EXERCISE => Return the lines of the data below verbatim, from the line that contains "[mask] flower stem -> every instance" through the line that contains "53 124 L 59", including both of those lines, and nothing else.

# Start of RECORDED DATA

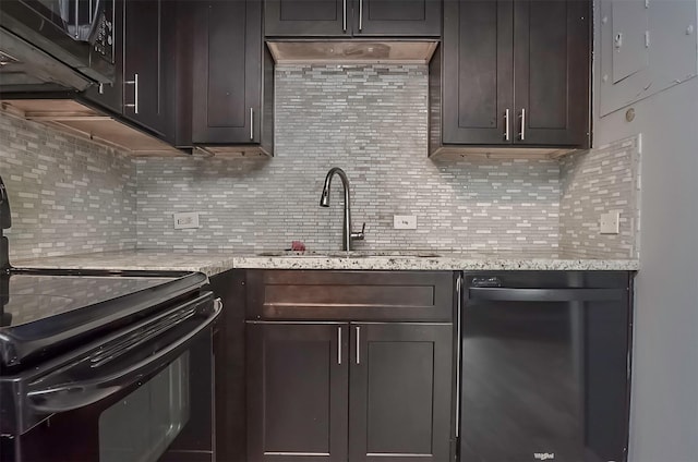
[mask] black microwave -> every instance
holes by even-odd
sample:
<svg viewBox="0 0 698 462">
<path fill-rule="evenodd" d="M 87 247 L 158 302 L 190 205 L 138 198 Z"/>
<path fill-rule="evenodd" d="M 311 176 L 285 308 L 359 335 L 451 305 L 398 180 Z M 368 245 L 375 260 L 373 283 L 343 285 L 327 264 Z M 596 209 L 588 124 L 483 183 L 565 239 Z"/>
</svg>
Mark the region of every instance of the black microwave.
<svg viewBox="0 0 698 462">
<path fill-rule="evenodd" d="M 9 70 L 13 63 L 38 68 L 56 60 L 60 65 L 44 65 L 44 72 L 37 73 L 49 74 L 40 75 L 44 81 L 76 89 L 113 83 L 116 13 L 115 0 L 2 0 L 1 68 Z M 52 75 L 47 72 L 50 69 L 56 69 Z M 62 82 L 67 72 L 80 75 L 84 83 Z"/>
</svg>

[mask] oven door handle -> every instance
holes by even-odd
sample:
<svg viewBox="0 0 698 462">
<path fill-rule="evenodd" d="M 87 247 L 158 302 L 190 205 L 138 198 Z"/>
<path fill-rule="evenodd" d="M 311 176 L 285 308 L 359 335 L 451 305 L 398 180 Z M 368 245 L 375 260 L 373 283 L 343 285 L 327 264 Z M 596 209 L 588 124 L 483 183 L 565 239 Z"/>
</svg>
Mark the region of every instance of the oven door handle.
<svg viewBox="0 0 698 462">
<path fill-rule="evenodd" d="M 40 413 L 74 411 L 94 404 L 139 380 L 144 380 L 153 372 L 160 370 L 174 361 L 188 348 L 190 341 L 209 329 L 221 309 L 220 299 L 215 300 L 213 309 L 194 329 L 155 354 L 135 364 L 129 364 L 119 372 L 89 380 L 31 390 L 27 392 L 29 405 Z"/>
</svg>

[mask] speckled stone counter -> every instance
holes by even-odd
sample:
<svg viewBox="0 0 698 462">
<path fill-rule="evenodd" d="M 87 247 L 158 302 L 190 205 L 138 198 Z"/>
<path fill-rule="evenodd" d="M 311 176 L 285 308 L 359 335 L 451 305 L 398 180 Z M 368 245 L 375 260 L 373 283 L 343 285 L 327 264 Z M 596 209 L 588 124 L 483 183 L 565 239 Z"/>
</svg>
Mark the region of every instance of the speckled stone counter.
<svg viewBox="0 0 698 462">
<path fill-rule="evenodd" d="M 636 271 L 635 259 L 583 259 L 564 255 L 496 252 L 327 252 L 291 253 L 123 251 L 12 262 L 17 267 L 201 271 L 232 268 L 352 270 L 622 270 Z"/>
</svg>

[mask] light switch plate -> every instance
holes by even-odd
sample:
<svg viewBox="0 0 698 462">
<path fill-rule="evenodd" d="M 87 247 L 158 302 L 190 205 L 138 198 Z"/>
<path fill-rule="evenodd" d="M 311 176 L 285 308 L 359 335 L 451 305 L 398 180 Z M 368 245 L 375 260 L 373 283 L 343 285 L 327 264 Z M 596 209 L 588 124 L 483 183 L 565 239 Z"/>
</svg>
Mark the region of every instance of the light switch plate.
<svg viewBox="0 0 698 462">
<path fill-rule="evenodd" d="M 198 228 L 198 211 L 176 212 L 173 217 L 176 230 Z"/>
<path fill-rule="evenodd" d="M 416 230 L 417 215 L 394 215 L 393 229 L 396 230 Z"/>
<path fill-rule="evenodd" d="M 621 214 L 617 211 L 610 211 L 607 214 L 601 214 L 599 220 L 599 232 L 601 234 L 618 234 L 621 232 Z"/>
</svg>

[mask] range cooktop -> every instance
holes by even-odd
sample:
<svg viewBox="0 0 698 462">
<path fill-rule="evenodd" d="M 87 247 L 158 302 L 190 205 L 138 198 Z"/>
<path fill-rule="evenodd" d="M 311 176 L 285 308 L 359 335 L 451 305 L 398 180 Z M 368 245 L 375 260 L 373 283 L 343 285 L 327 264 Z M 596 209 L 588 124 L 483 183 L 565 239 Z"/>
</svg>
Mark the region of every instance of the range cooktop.
<svg viewBox="0 0 698 462">
<path fill-rule="evenodd" d="M 181 271 L 11 268 L 0 272 L 0 368 L 27 367 L 62 346 L 195 297 L 208 278 Z M 7 372 L 7 370 L 5 370 Z"/>
<path fill-rule="evenodd" d="M 19 326 L 170 282 L 172 277 L 8 276 L 0 327 Z"/>
</svg>

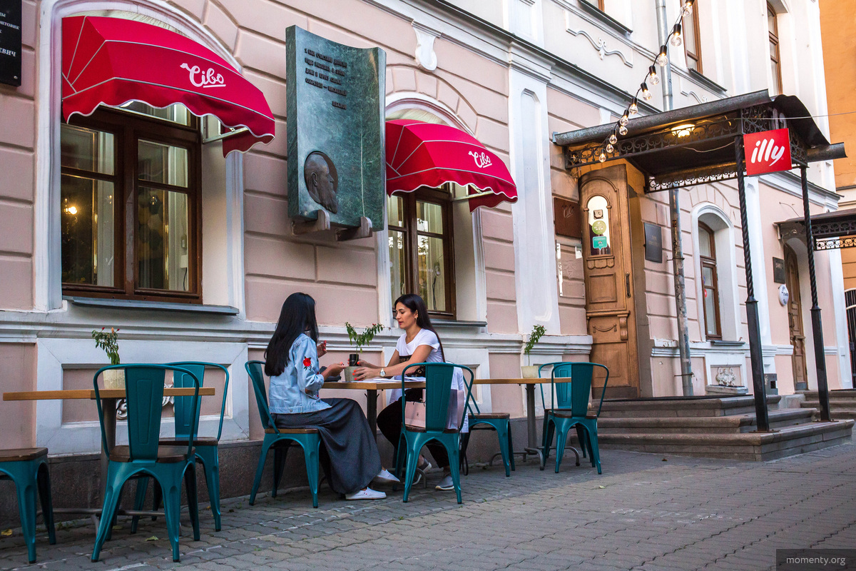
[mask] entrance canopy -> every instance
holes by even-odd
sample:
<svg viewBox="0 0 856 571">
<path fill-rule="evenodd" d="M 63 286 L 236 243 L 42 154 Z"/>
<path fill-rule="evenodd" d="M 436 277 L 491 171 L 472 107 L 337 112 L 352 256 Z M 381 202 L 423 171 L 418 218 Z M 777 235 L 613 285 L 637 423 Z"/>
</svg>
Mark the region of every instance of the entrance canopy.
<svg viewBox="0 0 856 571">
<path fill-rule="evenodd" d="M 606 152 L 614 123 L 554 133 L 566 168 L 627 159 L 646 176 L 645 192 L 736 178 L 734 140 L 750 133 L 790 129 L 796 166 L 844 157 L 842 144 L 829 145 L 799 98 L 766 90 L 631 119 L 627 134 Z"/>
<path fill-rule="evenodd" d="M 169 30 L 122 18 L 62 19 L 62 116 L 91 115 L 100 104 L 180 103 L 213 115 L 239 133 L 223 152 L 247 151 L 274 138 L 261 91 L 213 51 Z"/>
<path fill-rule="evenodd" d="M 475 137 L 438 123 L 386 122 L 387 193 L 447 182 L 468 187 L 471 212 L 479 206 L 517 202 L 517 187 L 505 163 Z"/>
<path fill-rule="evenodd" d="M 805 241 L 804 218 L 791 218 L 776 225 L 782 238 L 797 236 Z M 815 250 L 856 247 L 856 208 L 812 216 L 811 237 L 814 238 Z"/>
</svg>

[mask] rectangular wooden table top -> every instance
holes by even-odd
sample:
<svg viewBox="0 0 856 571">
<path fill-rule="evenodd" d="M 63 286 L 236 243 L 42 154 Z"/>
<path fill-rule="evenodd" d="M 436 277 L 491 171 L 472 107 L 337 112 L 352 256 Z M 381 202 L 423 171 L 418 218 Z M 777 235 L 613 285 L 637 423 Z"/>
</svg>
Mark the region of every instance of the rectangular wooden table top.
<svg viewBox="0 0 856 571">
<path fill-rule="evenodd" d="M 98 394 L 103 399 L 125 398 L 124 389 L 99 389 Z M 163 396 L 193 396 L 193 388 L 169 387 L 163 390 Z M 213 396 L 214 387 L 201 387 L 199 396 Z M 68 389 L 64 390 L 25 390 L 21 392 L 3 393 L 3 401 L 65 401 L 95 399 L 94 389 Z"/>
</svg>

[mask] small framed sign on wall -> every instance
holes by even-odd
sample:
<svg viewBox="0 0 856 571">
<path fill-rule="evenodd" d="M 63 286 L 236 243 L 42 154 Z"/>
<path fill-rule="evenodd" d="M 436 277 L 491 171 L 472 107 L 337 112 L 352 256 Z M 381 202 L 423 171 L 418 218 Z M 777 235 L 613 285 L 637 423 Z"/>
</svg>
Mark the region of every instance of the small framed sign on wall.
<svg viewBox="0 0 856 571">
<path fill-rule="evenodd" d="M 0 0 L 0 83 L 21 86 L 21 0 Z"/>
</svg>

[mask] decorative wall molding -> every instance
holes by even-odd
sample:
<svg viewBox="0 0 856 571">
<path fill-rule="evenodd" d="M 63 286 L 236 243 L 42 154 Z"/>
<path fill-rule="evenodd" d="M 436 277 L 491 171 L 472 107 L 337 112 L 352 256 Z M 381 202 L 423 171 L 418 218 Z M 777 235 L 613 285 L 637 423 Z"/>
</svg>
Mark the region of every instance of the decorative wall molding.
<svg viewBox="0 0 856 571">
<path fill-rule="evenodd" d="M 618 57 L 621 58 L 621 61 L 624 62 L 624 65 L 627 66 L 628 68 L 633 67 L 633 62 L 627 60 L 627 57 L 623 53 L 621 53 L 620 50 L 607 49 L 606 40 L 604 40 L 603 38 L 597 38 L 597 41 L 595 41 L 594 38 L 592 38 L 589 34 L 589 33 L 586 32 L 586 30 L 583 29 L 574 30 L 571 27 L 571 13 L 568 10 L 565 10 L 565 31 L 573 36 L 582 36 L 586 39 L 589 40 L 589 43 L 591 45 L 591 47 L 593 47 L 597 51 L 602 60 L 607 56 L 617 56 Z M 633 54 L 632 51 L 631 54 Z"/>
</svg>

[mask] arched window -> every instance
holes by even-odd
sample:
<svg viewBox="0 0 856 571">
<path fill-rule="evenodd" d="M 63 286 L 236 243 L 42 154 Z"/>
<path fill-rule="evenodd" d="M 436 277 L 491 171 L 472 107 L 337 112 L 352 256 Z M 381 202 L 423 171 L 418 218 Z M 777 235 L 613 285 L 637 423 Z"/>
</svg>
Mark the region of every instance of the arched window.
<svg viewBox="0 0 856 571">
<path fill-rule="evenodd" d="M 722 339 L 719 321 L 719 288 L 716 283 L 716 248 L 713 230 L 698 223 L 698 257 L 701 260 L 702 306 L 704 311 L 704 335 L 708 339 Z"/>
</svg>

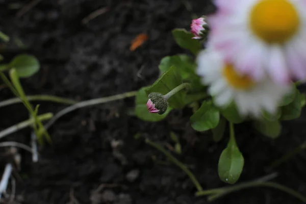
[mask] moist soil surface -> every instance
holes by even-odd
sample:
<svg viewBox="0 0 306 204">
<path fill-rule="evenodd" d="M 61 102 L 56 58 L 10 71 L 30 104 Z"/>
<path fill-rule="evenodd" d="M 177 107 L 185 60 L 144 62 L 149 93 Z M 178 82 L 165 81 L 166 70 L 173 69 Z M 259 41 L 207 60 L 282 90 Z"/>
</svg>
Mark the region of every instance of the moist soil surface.
<svg viewBox="0 0 306 204">
<path fill-rule="evenodd" d="M 103 8 L 102 13 L 83 20 Z M 21 81 L 29 95 L 52 94 L 79 100 L 108 96 L 151 84 L 158 78 L 163 57 L 186 52 L 175 44 L 171 30 L 189 29 L 192 15 L 214 10 L 204 0 L 0 0 L 0 30 L 11 37 L 9 43 L 2 43 L 0 51 L 5 62 L 21 53 L 39 59 L 39 72 Z M 131 51 L 131 42 L 144 32 L 148 40 Z M 5 87 L 0 91 L 2 100 L 14 97 Z M 209 203 L 206 196 L 195 197 L 196 189 L 185 173 L 143 139 L 135 139 L 137 134 L 171 152 L 174 144 L 169 135 L 175 133 L 182 154 L 171 154 L 190 168 L 202 187 L 228 186 L 217 173 L 228 133 L 216 143 L 211 133 L 196 132 L 189 123 L 188 109 L 173 111 L 160 122 L 143 121 L 132 114 L 134 103 L 131 97 L 65 115 L 49 129 L 52 144 L 39 147 L 37 163 L 29 152 L 20 150 L 20 169 L 13 172 L 15 202 L 11 203 Z M 55 113 L 67 106 L 39 104 L 40 114 Z M 21 104 L 0 109 L 3 130 L 29 118 Z M 306 195 L 306 153 L 300 152 L 273 171 L 266 168 L 305 139 L 305 113 L 283 122 L 282 133 L 274 140 L 261 135 L 248 123 L 235 126 L 245 159 L 239 182 L 277 172 L 273 181 Z M 29 128 L 2 140 L 30 145 L 31 133 Z M 12 161 L 8 152 L 1 150 L 2 169 Z M 9 192 L 10 188 L 9 185 Z M 277 190 L 262 187 L 234 192 L 212 203 L 301 202 Z"/>
</svg>

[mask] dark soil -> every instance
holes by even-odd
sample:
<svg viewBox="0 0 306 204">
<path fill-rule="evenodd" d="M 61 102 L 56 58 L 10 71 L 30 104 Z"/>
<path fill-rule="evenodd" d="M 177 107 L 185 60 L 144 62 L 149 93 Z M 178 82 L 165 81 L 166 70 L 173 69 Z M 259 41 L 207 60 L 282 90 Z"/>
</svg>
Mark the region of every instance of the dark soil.
<svg viewBox="0 0 306 204">
<path fill-rule="evenodd" d="M 33 1 L 35 2 L 35 1 Z M 20 53 L 39 60 L 39 73 L 22 83 L 28 94 L 49 94 L 87 99 L 138 90 L 158 77 L 160 60 L 185 52 L 172 38 L 175 28 L 188 29 L 192 12 L 211 12 L 204 0 L 190 0 L 192 12 L 178 0 L 44 0 L 18 17 L 31 1 L 0 0 L 0 30 L 12 37 L 0 47 L 6 60 Z M 108 11 L 83 24 L 82 19 L 97 9 Z M 20 13 L 19 13 L 20 14 Z M 131 41 L 146 32 L 149 40 L 135 52 Z M 18 43 L 21 40 L 23 45 Z M 2 99 L 13 96 L 7 88 Z M 35 103 L 34 103 L 35 104 Z M 40 113 L 56 113 L 63 105 L 41 103 Z M 16 203 L 204 204 L 195 188 L 177 167 L 162 164 L 165 157 L 135 140 L 140 134 L 162 144 L 173 145 L 170 131 L 180 138 L 183 154 L 176 156 L 194 172 L 205 189 L 226 185 L 217 173 L 219 157 L 227 139 L 216 144 L 210 133 L 193 131 L 190 110 L 173 111 L 163 121 L 142 121 L 128 114 L 134 98 L 128 98 L 69 113 L 49 130 L 53 144 L 39 150 L 38 162 L 20 150 L 21 168 L 17 178 Z M 4 129 L 28 118 L 21 105 L 0 110 Z M 239 147 L 245 158 L 240 181 L 266 175 L 265 167 L 305 139 L 306 114 L 284 123 L 282 134 L 272 140 L 251 129 L 236 126 Z M 30 144 L 31 130 L 5 138 Z M 121 143 L 116 148 L 116 142 Z M 2 150 L 1 167 L 7 157 Z M 274 181 L 306 195 L 306 154 L 301 152 L 275 170 Z M 107 184 L 98 189 L 101 184 Z M 77 201 L 75 201 L 77 200 Z M 299 200 L 268 188 L 244 190 L 215 203 L 298 204 Z"/>
</svg>

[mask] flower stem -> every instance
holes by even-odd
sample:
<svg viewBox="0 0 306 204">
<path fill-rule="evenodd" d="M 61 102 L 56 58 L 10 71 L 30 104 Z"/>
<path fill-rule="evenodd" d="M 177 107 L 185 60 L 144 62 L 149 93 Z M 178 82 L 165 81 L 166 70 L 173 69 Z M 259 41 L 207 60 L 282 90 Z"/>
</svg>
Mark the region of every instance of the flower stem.
<svg viewBox="0 0 306 204">
<path fill-rule="evenodd" d="M 77 103 L 77 101 L 74 100 L 50 95 L 34 95 L 31 96 L 27 96 L 26 98 L 29 101 L 32 100 L 43 100 L 58 103 L 60 104 L 71 105 L 76 104 Z M 8 100 L 0 102 L 0 108 L 22 102 L 22 100 L 19 98 L 9 99 Z"/>
<path fill-rule="evenodd" d="M 230 122 L 230 141 L 228 142 L 228 145 L 234 145 L 235 146 L 237 146 L 235 137 L 234 123 L 233 122 Z"/>
<path fill-rule="evenodd" d="M 166 100 L 168 100 L 171 96 L 173 96 L 175 93 L 181 91 L 182 89 L 184 88 L 189 89 L 189 88 L 190 88 L 190 84 L 189 83 L 186 83 L 182 84 L 181 85 L 177 86 L 177 87 L 170 91 L 169 93 L 165 95 L 164 97 L 165 97 Z"/>
<path fill-rule="evenodd" d="M 53 124 L 59 118 L 66 114 L 75 110 L 76 109 L 86 107 L 88 106 L 97 105 L 98 104 L 104 104 L 105 103 L 110 102 L 114 100 L 119 100 L 129 97 L 135 96 L 137 93 L 137 91 L 131 91 L 121 93 L 120 94 L 115 95 L 111 96 L 104 97 L 103 98 L 92 99 L 88 100 L 77 103 L 72 106 L 67 107 L 57 113 L 51 120 L 50 120 L 45 125 L 45 128 L 47 130 L 51 125 Z"/>
<path fill-rule="evenodd" d="M 302 144 L 296 147 L 295 149 L 290 151 L 288 154 L 283 156 L 280 159 L 278 159 L 278 160 L 273 162 L 270 166 L 269 166 L 268 169 L 274 168 L 279 166 L 280 164 L 295 156 L 296 154 L 298 154 L 301 150 L 304 149 L 306 149 L 306 140 L 304 141 Z"/>
<path fill-rule="evenodd" d="M 235 191 L 239 191 L 242 189 L 245 189 L 246 188 L 258 187 L 267 187 L 276 189 L 285 192 L 292 195 L 293 197 L 296 197 L 296 198 L 300 200 L 302 202 L 306 202 L 306 197 L 304 197 L 301 194 L 291 189 L 291 188 L 274 182 L 254 182 L 249 183 L 245 183 L 241 185 L 238 185 L 236 186 L 234 186 L 232 187 L 231 189 L 224 190 L 222 193 L 211 195 L 210 196 L 208 197 L 208 199 L 209 201 L 212 201 L 223 196 L 223 195 L 232 193 Z"/>
<path fill-rule="evenodd" d="M 37 116 L 37 119 L 39 121 L 48 120 L 51 118 L 53 115 L 51 113 L 48 113 L 40 115 Z M 19 130 L 22 129 L 24 128 L 27 128 L 29 126 L 33 125 L 35 122 L 35 121 L 33 118 L 30 118 L 23 122 L 20 122 L 18 124 L 11 126 L 5 130 L 4 130 L 0 132 L 0 138 L 2 138 L 7 135 L 15 133 L 19 131 Z"/>
<path fill-rule="evenodd" d="M 177 166 L 178 167 L 181 168 L 182 170 L 183 170 L 190 178 L 193 184 L 196 188 L 198 191 L 202 191 L 203 190 L 203 188 L 201 186 L 201 185 L 199 183 L 196 178 L 193 175 L 192 172 L 190 171 L 190 170 L 186 167 L 186 166 L 183 164 L 182 162 L 177 160 L 175 157 L 172 156 L 170 153 L 167 151 L 162 146 L 158 144 L 157 144 L 155 142 L 152 142 L 151 140 L 148 139 L 146 139 L 145 140 L 145 142 L 150 145 L 151 146 L 155 148 L 158 149 L 160 151 L 162 152 L 164 155 L 166 156 L 171 162 L 172 162 L 174 164 Z"/>
<path fill-rule="evenodd" d="M 273 188 L 285 192 L 296 198 L 300 199 L 302 201 L 306 202 L 306 197 L 304 197 L 298 192 L 280 184 L 267 181 L 275 178 L 277 174 L 274 173 L 256 181 L 252 181 L 241 184 L 237 184 L 233 186 L 199 191 L 196 193 L 196 196 L 201 196 L 203 195 L 211 195 L 208 197 L 208 199 L 209 201 L 212 201 L 224 195 L 242 189 L 252 187 L 267 187 Z"/>
</svg>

# End of RECORDED DATA

WRITTEN ANSWER =>
[mask] flower stem -> every instance
holes by even-odd
sample:
<svg viewBox="0 0 306 204">
<path fill-rule="evenodd" d="M 61 102 L 56 58 L 10 71 L 30 104 Z"/>
<path fill-rule="evenodd" d="M 177 107 L 185 60 L 144 62 L 149 93 Z M 178 82 L 165 81 L 166 70 L 173 69 Z M 259 41 L 207 60 L 282 90 Z"/>
</svg>
Mark the region of every instance of the flower stem.
<svg viewBox="0 0 306 204">
<path fill-rule="evenodd" d="M 77 103 L 77 101 L 74 100 L 50 95 L 34 95 L 31 96 L 27 96 L 26 98 L 29 101 L 32 100 L 43 100 L 58 103 L 60 104 L 71 105 L 76 104 Z M 8 100 L 0 102 L 0 108 L 22 102 L 22 100 L 19 98 L 9 99 Z"/>
<path fill-rule="evenodd" d="M 230 122 L 230 141 L 228 142 L 228 145 L 234 145 L 235 146 L 237 146 L 235 137 L 234 123 L 233 122 Z"/>
<path fill-rule="evenodd" d="M 166 100 L 168 100 L 171 96 L 173 96 L 175 93 L 181 91 L 182 89 L 184 88 L 189 89 L 189 88 L 190 88 L 190 84 L 189 83 L 186 83 L 182 84 L 181 85 L 177 86 L 177 87 L 170 91 L 169 93 L 165 95 L 164 97 L 165 97 Z"/>
<path fill-rule="evenodd" d="M 53 124 L 59 118 L 66 114 L 75 110 L 76 109 L 86 107 L 88 106 L 97 105 L 98 104 L 104 104 L 105 103 L 110 102 L 114 100 L 119 100 L 129 97 L 135 96 L 137 93 L 137 91 L 131 91 L 121 93 L 120 94 L 115 95 L 111 96 L 104 97 L 103 98 L 92 99 L 88 100 L 77 103 L 72 106 L 67 107 L 57 113 L 51 120 L 50 120 L 45 125 L 45 128 L 47 130 L 51 125 Z"/>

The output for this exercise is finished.